Type out the material below exactly.
── RAW DATA
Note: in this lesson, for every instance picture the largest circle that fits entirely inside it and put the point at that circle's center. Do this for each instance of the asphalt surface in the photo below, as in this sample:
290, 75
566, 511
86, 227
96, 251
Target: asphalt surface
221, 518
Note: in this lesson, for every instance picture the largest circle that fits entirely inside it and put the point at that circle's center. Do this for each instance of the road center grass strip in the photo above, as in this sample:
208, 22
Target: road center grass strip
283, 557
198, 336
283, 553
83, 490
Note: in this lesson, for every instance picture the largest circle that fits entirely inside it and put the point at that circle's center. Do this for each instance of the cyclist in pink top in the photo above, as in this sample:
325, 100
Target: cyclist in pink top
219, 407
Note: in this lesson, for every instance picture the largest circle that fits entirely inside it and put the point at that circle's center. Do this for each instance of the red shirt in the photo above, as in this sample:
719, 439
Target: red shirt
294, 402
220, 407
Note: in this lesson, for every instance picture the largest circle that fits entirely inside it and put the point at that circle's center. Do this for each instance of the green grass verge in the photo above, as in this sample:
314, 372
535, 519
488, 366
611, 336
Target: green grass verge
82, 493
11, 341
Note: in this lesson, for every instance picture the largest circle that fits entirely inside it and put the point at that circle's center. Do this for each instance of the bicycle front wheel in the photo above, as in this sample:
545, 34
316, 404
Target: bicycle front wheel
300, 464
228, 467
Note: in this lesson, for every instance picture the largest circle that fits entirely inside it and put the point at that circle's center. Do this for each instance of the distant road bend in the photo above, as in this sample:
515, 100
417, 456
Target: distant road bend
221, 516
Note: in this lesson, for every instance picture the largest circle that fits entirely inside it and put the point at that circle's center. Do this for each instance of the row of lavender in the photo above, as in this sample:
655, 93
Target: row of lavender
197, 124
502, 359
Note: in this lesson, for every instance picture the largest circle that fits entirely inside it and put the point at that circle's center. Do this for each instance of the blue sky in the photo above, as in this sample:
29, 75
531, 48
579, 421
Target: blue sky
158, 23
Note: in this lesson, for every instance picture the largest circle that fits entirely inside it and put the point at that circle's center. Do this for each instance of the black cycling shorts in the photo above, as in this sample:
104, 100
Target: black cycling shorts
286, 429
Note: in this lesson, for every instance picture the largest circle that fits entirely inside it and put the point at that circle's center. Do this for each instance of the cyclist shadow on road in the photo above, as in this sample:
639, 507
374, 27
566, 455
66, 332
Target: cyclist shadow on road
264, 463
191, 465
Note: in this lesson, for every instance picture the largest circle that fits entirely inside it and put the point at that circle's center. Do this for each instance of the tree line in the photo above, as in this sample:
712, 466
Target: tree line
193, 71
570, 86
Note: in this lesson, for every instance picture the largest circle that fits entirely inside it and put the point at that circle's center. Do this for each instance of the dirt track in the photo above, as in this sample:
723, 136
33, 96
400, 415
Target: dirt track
────
> **FULL RESPONSE**:
Note: in this lesson, for every instance picture the largest circle that fits entirely inside it and put the point at that circle's center. Do this for each instance of the asphalt surface in the photo below, as in this sample:
290, 75
566, 511
86, 227
96, 251
Target: asphalt surface
221, 518
Note: in this lesson, for every instance picture the largest circle that fits entirely inside it and put the point at that circle's center. Do this for each instance of the road center grass strip in the photo above, as in this sample:
208, 22
Target: road center grass strip
283, 557
198, 336
283, 553
83, 490
Note: in this lesson, for every instance picture the largest circle that fits entirely inside it and put the point at that circle's center. Do this for each instance of the cyclist in pink top in the photo above, as in this sample:
325, 100
Target: cyclist in pink top
219, 407
Note: in this lesson, for every instance picture the largest circle that fits entirely inside it and put the point at that circle's center. Do this for each instance of the red shirt in the photo above, as in this sample:
719, 439
Target: red shirt
294, 402
220, 407
Note: in this lesson, for every instance picture the largest circle that fits entirely inside it and put the point at that circle's center. Do this for each instance of the green grass verge in the photo above, as in this sample:
314, 372
535, 519
488, 366
611, 336
Target: green grass verge
82, 493
11, 341
Note: in this lesson, for every instance picture the largest circle that fits entirely inside it and put the point at that circle's center. Do this for each instance of the bicycle front wheel in the photo above, as in this sample:
545, 34
316, 404
Target: bicycle front wheel
300, 464
228, 467
Note: in this lesson, for every instance picture the largest circle that fits entirely inside it and put the point at that circle's center. Do this for each instance of the distant road bend in the photo above, as in this sample:
515, 100
417, 456
Target: distant road bend
221, 516
Note: in this lesson, for every instance picture the largest circle that fits entirely inside it and put the point at that circle's center. Do this for each instance of the row of lavender in the photo above, as in this sample:
655, 93
Target: row of lavender
197, 124
502, 359
Note: in this lesson, for every instance picture the largest circle that fits entirely inside it and put the point at that circle's center. Do this for each instance of the blue sky in the photo above, as in this sample:
29, 75
531, 48
579, 421
Target: blue sky
158, 23
Note: in this lesson, for every instance picture the largest circle that fits entirely inside it and put the point at that circle's center. Do this for each instance of the black cycling shorts in the photo above, as in this sample:
104, 100
Target: black cycling shorts
286, 429
Note: in this lesson, for every instance picture the largest circle that fits entirely inside it and put the point at that circle's center. Do this for each instance of the cyclist shadow on road in the photo above, as in this sample:
639, 507
374, 27
566, 455
66, 332
Target: cyclist shadow on road
264, 463
191, 465
Note: in this lesson, for every instance picture the largest circle that fits entirely inside it and put the point at that circle's center. Do this for each instance of the tree line in the photo above, as in this sample:
712, 466
Target: tree line
193, 71
570, 86
Note: in this lesson, for every instance picture the largest circle that fits entirely inside it and put the point at that circle's center. Do this for each instance of the dirt track in the photo above, as in this sample:
723, 136
33, 96
400, 415
Target: dirt track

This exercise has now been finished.